EXERCISE PASSAGE:

Bushies Bakery owner Trevor Ewert said it was “open slather” from after Australia Day as people lined Glengarry’s main street for his crazy take on hot cross buns.
The fever-inducing buns take on the taste of other well-known sweet treats, before they are iced with a cross and sent out the door in bags of six with another dollar raised for the Good Friday Appeal.
The Glengarry bakery has two weeks less thisyear – because of the earlier Easter date – to beat last year’s fundraising effort of $76,000.
Mr Ewert said the bakery was already well on its way to achieving its goal of $50,000 for the Royal Children’s Hospital.
“Friday, [February 2] was a sell-out day. I think we made 78 packets or something. They’d just sell out by lunchtime,” he said.
“At the moment … the ovens are running 20 hours a day and by the time it hits two weeks out of Easter they don’t turn off.”
Mr Ewert spoke to The Express while a one-hour auction was live on his Facebook page for a one-off tray of 60 double choc chip buns filled with honeycomb custard.
All the proceeds of the tray would go to the Good Friday Appeal.
The highest bid at that time was $420 as friends were tagging one another asking if they would share the costs.
“Social media is the key to our success,” Mr Ewert said.
To keep up with the incredible demand the store has started planning for a larger kitchen outside of Glengarry where there is access to natural gas.
“We love our little Glengarry shop; we’re never going to want to leave Glengarry but from a manufacturing sort of point of view we probably need to produce where there is natural gas, for the reason being it’s more efficient,” he said.
Mr Ewert said last year Glengarry entered the top 10 of Victoria’s highest fundraising towns for the appeal and last year’s Good Friday event in the park brought the town together.
“Coming off the back of the Great Victorian Bike Ride; that was a bit of flop. That was a bit of a dampener for the town but they all get back up,” he said.
He reminded people to come in early each morning to have their pick of bun flavours, as their main “stress factor” was disappointed customers.
“We want it to be fun … right across the whole season,” he said.

WHAT THIS EXERCISE ASKS:
**a)** How much did the bakery raise for the Good Friday Appeal last year, according to the article about the Glengarry bakery?
**b)** Reproduce verbatim the part of the article about the Glengarry bakery that opens with the words "Bushies Bakery owner" and closes with "for the Good Friday Appeal.".

[Dataset excerpts]
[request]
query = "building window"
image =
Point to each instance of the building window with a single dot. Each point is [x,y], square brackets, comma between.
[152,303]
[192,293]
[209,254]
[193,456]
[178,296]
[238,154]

SOLUTIONS TO EACH TASK:
**a)** $76,000.

**b)**
Bushies Bakery owner Trevor Ewert said it was “open slather” from after Australia Day as people lined Glengarry’s main street for his crazy take on hot cross buns.
The fever-inducing buns take on the taste of other well-known sweet treats, before they are iced with a cross and sent out the door in bags of six with another dollar raised for the Good Friday Appeal.